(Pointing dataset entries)
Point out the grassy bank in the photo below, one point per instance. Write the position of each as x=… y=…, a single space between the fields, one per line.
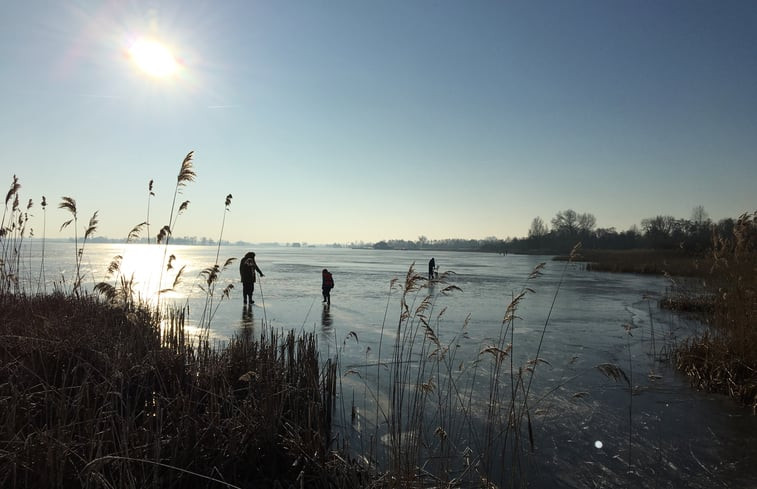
x=724 y=359
x=645 y=261
x=718 y=286
x=97 y=396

*Problem requirements*
Turn the lines of the entries above into a numbered list, leaving out blank lines and the pictures.

*Task response*
1. Point out the grassy bank in the photo below, one point per instance. Write the position of each as x=… y=…, a single space between the fields, one per line.
2. x=724 y=359
3. x=645 y=261
4. x=718 y=286
5. x=97 y=396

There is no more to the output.